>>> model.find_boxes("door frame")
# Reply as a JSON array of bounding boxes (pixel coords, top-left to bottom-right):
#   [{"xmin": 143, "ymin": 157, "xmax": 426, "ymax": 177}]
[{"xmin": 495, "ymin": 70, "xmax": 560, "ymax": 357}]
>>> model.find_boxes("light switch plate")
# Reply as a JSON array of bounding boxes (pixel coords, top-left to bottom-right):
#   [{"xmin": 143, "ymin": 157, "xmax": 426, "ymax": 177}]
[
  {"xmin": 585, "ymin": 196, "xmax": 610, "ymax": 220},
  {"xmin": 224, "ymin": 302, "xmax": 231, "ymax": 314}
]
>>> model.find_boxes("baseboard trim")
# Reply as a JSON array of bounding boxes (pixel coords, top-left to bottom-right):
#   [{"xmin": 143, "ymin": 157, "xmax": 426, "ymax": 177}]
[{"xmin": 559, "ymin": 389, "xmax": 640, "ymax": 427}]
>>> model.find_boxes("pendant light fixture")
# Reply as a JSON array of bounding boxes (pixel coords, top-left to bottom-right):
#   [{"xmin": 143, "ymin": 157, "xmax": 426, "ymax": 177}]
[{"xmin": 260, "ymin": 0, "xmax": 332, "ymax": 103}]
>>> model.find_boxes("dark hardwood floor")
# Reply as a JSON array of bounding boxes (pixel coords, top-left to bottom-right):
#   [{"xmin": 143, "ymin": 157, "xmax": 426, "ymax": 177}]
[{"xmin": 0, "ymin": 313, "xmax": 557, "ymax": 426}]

..........

Every line of the material must be returned exactly as it appears.

Answer to this exercise:
>>> model.find_boxes("door frame")
# Reply as a JSON array of bounding boxes (pixel coords, top-left to bottom-right):
#   [{"xmin": 143, "ymin": 157, "xmax": 426, "ymax": 177}]
[{"xmin": 495, "ymin": 70, "xmax": 560, "ymax": 357}]
>>> model.find_boxes("light switch plate")
# Reply as a JSON array of bounding boxes (pixel coords, top-left to bottom-right):
#   [{"xmin": 143, "ymin": 157, "xmax": 426, "ymax": 177}]
[
  {"xmin": 585, "ymin": 196, "xmax": 610, "ymax": 220},
  {"xmin": 224, "ymin": 302, "xmax": 231, "ymax": 314}
]
>>> model.find_boxes("baseboard trim")
# Reply as a JSON array of bounding boxes (pixel coords, top-left to bottom-right):
#   [{"xmin": 143, "ymin": 157, "xmax": 426, "ymax": 177}]
[{"xmin": 559, "ymin": 389, "xmax": 640, "ymax": 427}]
>>> model.find_boxes("pendant light fixture")
# Reply as a JSON array of bounding boxes (pixel coords, top-left to bottom-right):
#   [{"xmin": 143, "ymin": 157, "xmax": 426, "ymax": 177}]
[{"xmin": 260, "ymin": 0, "xmax": 332, "ymax": 103}]
>>> model.find_boxes("dark hardwood floor")
# Reply as a JSON array of bounding boxes (pixel coords, top-left to bottom-right):
#   [{"xmin": 143, "ymin": 157, "xmax": 426, "ymax": 177}]
[{"xmin": 0, "ymin": 313, "xmax": 557, "ymax": 426}]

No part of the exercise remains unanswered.